> Extracted material

──────────────────────────────

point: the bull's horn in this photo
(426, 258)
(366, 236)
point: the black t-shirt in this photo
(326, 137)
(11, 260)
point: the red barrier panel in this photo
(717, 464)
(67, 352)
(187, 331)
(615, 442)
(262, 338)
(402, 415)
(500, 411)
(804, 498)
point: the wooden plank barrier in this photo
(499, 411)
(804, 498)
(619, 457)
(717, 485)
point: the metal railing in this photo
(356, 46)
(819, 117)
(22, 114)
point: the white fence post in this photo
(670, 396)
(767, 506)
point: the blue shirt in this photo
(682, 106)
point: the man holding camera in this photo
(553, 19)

──────────────────────────────

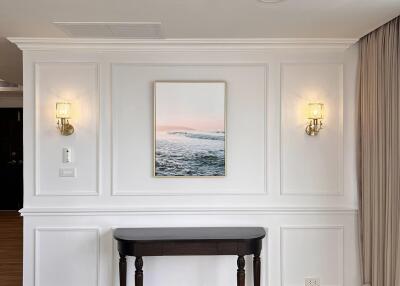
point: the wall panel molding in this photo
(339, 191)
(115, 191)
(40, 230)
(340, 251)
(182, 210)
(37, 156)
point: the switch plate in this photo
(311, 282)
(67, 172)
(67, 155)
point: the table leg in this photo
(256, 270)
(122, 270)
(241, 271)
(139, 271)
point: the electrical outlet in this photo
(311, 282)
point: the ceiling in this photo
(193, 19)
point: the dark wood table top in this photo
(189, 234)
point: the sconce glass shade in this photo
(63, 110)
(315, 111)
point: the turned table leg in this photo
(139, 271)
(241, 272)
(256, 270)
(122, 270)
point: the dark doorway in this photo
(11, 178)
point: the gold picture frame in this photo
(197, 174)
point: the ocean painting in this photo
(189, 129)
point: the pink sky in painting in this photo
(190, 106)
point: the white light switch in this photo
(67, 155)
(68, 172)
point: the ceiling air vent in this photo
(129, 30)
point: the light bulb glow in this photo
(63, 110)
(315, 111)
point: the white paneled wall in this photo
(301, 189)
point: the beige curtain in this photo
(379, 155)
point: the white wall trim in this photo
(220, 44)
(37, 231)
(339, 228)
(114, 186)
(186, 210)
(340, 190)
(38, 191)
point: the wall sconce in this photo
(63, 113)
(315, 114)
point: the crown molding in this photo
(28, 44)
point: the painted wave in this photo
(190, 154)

──────────────────────────────

> Aim
Count the lines in the entries above that contain the word "sconce", and give only the number.

> Expected answer
2